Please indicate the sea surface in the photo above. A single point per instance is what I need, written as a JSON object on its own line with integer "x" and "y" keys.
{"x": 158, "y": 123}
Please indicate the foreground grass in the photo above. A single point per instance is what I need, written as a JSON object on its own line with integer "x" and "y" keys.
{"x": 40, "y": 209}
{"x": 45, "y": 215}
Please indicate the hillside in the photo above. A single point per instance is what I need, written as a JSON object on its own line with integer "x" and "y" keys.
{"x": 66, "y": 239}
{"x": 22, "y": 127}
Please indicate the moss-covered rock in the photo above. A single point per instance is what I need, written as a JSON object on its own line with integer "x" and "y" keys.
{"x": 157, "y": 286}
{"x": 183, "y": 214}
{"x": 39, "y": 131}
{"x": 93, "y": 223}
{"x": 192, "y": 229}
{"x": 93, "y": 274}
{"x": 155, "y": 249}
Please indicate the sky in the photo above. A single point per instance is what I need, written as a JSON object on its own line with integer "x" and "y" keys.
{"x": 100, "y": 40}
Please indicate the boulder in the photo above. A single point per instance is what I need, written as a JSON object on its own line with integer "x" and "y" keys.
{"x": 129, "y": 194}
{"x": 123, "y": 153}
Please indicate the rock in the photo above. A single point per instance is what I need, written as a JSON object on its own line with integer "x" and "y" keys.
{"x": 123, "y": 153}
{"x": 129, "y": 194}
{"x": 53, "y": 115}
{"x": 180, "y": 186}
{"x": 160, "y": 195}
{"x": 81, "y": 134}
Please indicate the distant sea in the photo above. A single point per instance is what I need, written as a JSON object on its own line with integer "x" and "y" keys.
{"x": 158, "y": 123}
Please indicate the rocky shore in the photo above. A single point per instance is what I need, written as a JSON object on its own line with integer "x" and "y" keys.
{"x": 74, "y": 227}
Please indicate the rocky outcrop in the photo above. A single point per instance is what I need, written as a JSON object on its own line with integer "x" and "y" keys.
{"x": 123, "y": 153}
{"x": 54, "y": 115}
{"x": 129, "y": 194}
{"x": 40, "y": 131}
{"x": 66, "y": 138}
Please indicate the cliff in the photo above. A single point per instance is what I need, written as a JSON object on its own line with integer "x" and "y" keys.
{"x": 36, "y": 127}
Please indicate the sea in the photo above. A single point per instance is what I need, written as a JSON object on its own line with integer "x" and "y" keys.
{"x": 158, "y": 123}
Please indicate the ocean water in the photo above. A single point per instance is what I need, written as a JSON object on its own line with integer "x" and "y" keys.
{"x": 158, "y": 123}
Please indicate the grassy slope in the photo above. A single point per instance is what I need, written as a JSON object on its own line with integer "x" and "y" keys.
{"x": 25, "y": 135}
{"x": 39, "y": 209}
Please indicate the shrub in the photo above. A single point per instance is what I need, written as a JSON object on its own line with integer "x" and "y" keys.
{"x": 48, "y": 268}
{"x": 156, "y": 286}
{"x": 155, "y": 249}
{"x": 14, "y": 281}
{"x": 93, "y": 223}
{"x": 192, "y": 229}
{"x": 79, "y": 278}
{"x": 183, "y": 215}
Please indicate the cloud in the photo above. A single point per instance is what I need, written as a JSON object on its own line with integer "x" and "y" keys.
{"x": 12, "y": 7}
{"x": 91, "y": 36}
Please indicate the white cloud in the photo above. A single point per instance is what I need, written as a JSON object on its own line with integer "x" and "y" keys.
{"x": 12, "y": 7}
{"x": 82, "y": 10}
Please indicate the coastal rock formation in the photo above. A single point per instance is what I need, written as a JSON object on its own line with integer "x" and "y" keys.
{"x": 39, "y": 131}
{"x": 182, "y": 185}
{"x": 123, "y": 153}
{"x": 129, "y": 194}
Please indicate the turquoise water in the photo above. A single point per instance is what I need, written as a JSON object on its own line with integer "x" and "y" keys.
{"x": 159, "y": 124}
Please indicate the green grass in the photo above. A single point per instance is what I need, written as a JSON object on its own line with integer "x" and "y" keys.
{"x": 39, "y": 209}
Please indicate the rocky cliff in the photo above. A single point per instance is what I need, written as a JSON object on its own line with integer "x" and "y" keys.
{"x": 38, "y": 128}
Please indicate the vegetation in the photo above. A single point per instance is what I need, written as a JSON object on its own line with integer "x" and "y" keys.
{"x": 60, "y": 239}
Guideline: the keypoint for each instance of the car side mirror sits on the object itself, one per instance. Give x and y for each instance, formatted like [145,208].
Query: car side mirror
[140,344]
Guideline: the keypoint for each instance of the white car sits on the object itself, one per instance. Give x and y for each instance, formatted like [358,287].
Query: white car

**Exercise directions**
Update all of the records above by changing every "rocky" to "stony", and give the lines back with nothing else altered.

**Response**
Please indicate the sea surface in the photo above. A single point per instance is what I need, written as a JSON object on its own line with integer "x" and "y" keys.
{"x": 158, "y": 123}
Please indicate the foreground grass in the photo above. A single point per instance is what I need, written as a JSON object on its own line with integer "x" and "y" keys.
{"x": 40, "y": 209}
{"x": 45, "y": 215}
Please indicate the hillside in the photo above. A single point per instance is what I need, written as a JSON object on its own line with integer "x" and "y" keys.
{"x": 66, "y": 239}
{"x": 22, "y": 127}
Please indicate the moss-covered rock in the photo above. A single point per instance is what I need, written as a JSON object on its own line with integer "x" and "y" keys.
{"x": 157, "y": 286}
{"x": 183, "y": 214}
{"x": 39, "y": 131}
{"x": 93, "y": 223}
{"x": 192, "y": 229}
{"x": 93, "y": 274}
{"x": 155, "y": 249}
Please indicate the sky in the photo above. A single point per instance is what I need, written as a JSON object on its own line with integer "x" and "y" keys.
{"x": 100, "y": 40}
Please indicate the boulder in the photo above. A single point per instance is what I need, written as a JSON object on its own line with integer "x" and "y" keys.
{"x": 129, "y": 194}
{"x": 123, "y": 153}
Please indicate the rock in the photo above. A single point per instance is what I need, written as a JSON object on its own line with integer "x" and "y" keys.
{"x": 123, "y": 153}
{"x": 129, "y": 194}
{"x": 53, "y": 115}
{"x": 180, "y": 186}
{"x": 160, "y": 195}
{"x": 81, "y": 134}
Please indicate the distant sea in the photo above. A single point per instance is what I need, written as a JSON object on its own line with integer "x" and "y" keys.
{"x": 158, "y": 123}
Please indicate the stony shore in the photo above. A single point per instance is what I need, written as a JSON object on its own line with integer "x" and "y" keys.
{"x": 74, "y": 227}
Please indicate the stony outcrop in the photo above. A single point per instance is what I need, written as a JSON object on its own line with integer "x" and "y" keys.
{"x": 123, "y": 153}
{"x": 54, "y": 115}
{"x": 129, "y": 194}
{"x": 40, "y": 131}
{"x": 66, "y": 138}
Please indicate the cliff in the photo above. A single point per instance is what I need, written as a JSON object on its own line with integer "x" and "y" keys.
{"x": 36, "y": 127}
Please indicate the sea in the photo above. A single point per instance is what I need, written as a JSON object on its own line with integer "x" and "y" keys.
{"x": 158, "y": 123}
Please indicate the ocean water in the photo above. A single point per instance is what I need, written as a JSON object on its own line with integer "x" and "y" keys.
{"x": 158, "y": 123}
Please indicate the grassy slope in the photo above. A single point per instance is what I need, written as a JSON object on its own line with integer "x" and "y" keys.
{"x": 25, "y": 135}
{"x": 39, "y": 209}
Please indicate the shrub in the photo above. A single point per instance is what I need, written as a JSON object on its own line with integer "x" and "y" keys.
{"x": 48, "y": 268}
{"x": 156, "y": 286}
{"x": 155, "y": 249}
{"x": 14, "y": 281}
{"x": 93, "y": 223}
{"x": 192, "y": 229}
{"x": 79, "y": 278}
{"x": 183, "y": 215}
Please indicate the cloud in the photo above. A single point per instance is what I need, written as a JSON object on its own line with integer "x" and "y" keys.
{"x": 12, "y": 7}
{"x": 91, "y": 36}
Please indicate the white cloud in the photo above. A single point per instance is what I need, written as a JSON object on its own line with integer "x" and "y" keys.
{"x": 12, "y": 7}
{"x": 82, "y": 10}
Please indicate the coastal rock formation in the photo above. A single point per instance is what I need, written as a JSON object on its own line with integer "x" and "y" keys.
{"x": 39, "y": 131}
{"x": 182, "y": 185}
{"x": 123, "y": 153}
{"x": 129, "y": 194}
Please indicate the turquoise water in the photo above. A single point per instance is what I need, written as a JSON object on its own line with integer "x" and "y" keys.
{"x": 159, "y": 124}
Please indicate the green grass in the photo above. A single point per instance is what I need, written as a JSON object on its own line with integer "x" and "y" keys.
{"x": 39, "y": 209}
Please indicate the stony cliff in the photo above. A single point per instance is what I need, written as a JSON object on its own line with integer "x" and "y" keys.
{"x": 38, "y": 128}
Please indicate the vegetation in the photo above. A single point per instance is what I need, written as a JSON object on its own line with integer "x" and "y" keys.
{"x": 60, "y": 239}
Guideline: the keypoint for each instance of the car side mirror sits on the object itself, one per instance. Give x and y for each instance, formatted like [145,208].
Query: car side mirror
[140,344]
Guideline: the keypoint for each instance of the white car sits on the object itself, one per instance. Give x and y for each instance, formatted like [358,287].
Query: white car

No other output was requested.